**PROBLEM TO SOLVE:** Somewhere below are a line with "Point to the small" and a later line with "Point to the wooden". Output exactly those lines and all lines between them.

**GIVEN DATA:**
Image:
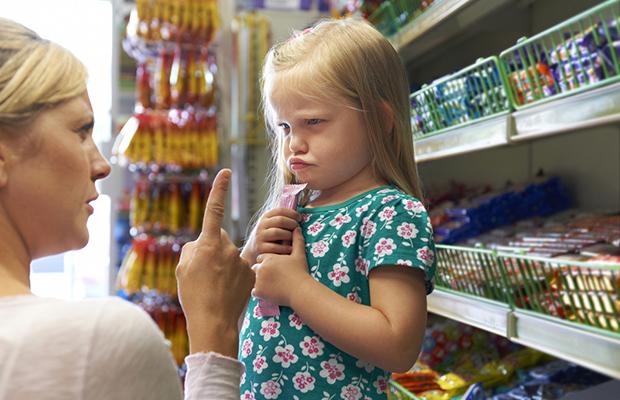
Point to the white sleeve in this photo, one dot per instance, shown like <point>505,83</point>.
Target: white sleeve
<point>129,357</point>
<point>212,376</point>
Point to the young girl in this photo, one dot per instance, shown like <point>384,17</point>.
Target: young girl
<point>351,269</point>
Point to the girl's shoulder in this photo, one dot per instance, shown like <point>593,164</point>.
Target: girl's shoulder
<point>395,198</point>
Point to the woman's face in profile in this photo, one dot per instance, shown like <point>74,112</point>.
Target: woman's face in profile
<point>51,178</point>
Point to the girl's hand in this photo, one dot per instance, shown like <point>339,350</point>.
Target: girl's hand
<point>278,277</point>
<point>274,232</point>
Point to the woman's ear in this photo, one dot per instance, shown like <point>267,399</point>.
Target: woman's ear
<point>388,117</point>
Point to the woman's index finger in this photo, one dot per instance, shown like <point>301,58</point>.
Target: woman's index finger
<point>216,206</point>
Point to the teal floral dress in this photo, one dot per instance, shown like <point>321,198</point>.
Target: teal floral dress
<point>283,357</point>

---

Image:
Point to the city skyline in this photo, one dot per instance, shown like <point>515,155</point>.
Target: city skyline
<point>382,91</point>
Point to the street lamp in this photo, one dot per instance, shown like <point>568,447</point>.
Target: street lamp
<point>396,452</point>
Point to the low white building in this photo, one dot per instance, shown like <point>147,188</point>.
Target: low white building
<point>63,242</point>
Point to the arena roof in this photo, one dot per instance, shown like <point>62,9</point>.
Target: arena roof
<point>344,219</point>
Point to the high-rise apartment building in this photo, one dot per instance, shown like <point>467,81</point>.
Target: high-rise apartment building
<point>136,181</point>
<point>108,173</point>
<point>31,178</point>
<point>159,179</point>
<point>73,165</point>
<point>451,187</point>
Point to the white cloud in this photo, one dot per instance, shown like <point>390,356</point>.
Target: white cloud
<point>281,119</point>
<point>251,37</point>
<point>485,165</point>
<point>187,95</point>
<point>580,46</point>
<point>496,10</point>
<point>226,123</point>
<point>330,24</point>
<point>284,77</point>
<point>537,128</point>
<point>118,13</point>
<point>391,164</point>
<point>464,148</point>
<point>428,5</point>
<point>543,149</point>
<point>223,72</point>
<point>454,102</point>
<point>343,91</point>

--

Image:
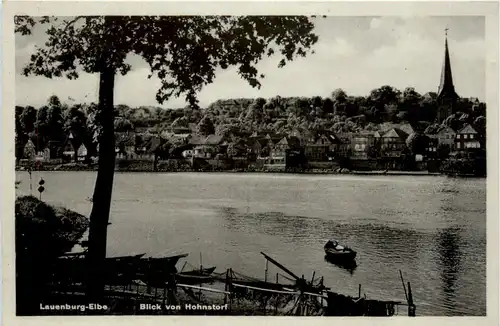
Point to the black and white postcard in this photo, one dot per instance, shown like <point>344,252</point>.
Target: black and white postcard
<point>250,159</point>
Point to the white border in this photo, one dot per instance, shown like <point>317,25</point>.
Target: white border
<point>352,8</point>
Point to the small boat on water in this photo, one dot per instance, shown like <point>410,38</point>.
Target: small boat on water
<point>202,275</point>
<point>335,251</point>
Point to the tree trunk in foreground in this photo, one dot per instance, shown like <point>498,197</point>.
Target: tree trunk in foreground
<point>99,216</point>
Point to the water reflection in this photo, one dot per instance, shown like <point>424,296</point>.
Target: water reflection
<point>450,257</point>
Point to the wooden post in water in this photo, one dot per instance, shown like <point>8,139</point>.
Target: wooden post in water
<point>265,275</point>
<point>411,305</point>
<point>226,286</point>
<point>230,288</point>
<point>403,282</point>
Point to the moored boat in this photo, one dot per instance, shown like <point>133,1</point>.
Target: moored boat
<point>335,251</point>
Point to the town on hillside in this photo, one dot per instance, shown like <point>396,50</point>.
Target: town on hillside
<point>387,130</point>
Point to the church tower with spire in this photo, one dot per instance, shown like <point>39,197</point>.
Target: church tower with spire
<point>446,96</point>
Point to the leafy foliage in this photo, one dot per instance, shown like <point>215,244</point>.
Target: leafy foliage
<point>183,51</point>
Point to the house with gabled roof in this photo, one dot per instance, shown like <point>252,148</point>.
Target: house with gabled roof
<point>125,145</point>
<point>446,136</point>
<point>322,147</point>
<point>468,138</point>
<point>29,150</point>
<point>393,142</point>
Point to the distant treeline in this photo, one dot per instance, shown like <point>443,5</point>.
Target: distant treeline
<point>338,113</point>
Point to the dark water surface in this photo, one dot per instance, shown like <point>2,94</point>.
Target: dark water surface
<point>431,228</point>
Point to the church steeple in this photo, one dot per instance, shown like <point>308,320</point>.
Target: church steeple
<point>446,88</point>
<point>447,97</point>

**TASK OUTPUT:**
Point to the small boat on water in this photo, one dot per instance, shown like <point>410,38</point>.
Target: small boat on water
<point>202,275</point>
<point>335,251</point>
Point to the tree trunk in foreground in this photo, one dot per instance, shown like <point>498,197</point>.
Target: tree trunk in foreground
<point>99,216</point>
Point to the water reflection in this photo, one dot per instance, shown like <point>424,296</point>.
Target: water reflection
<point>450,257</point>
Point to the wooden post in water in this photo, one dot per instance, shown like <point>8,139</point>.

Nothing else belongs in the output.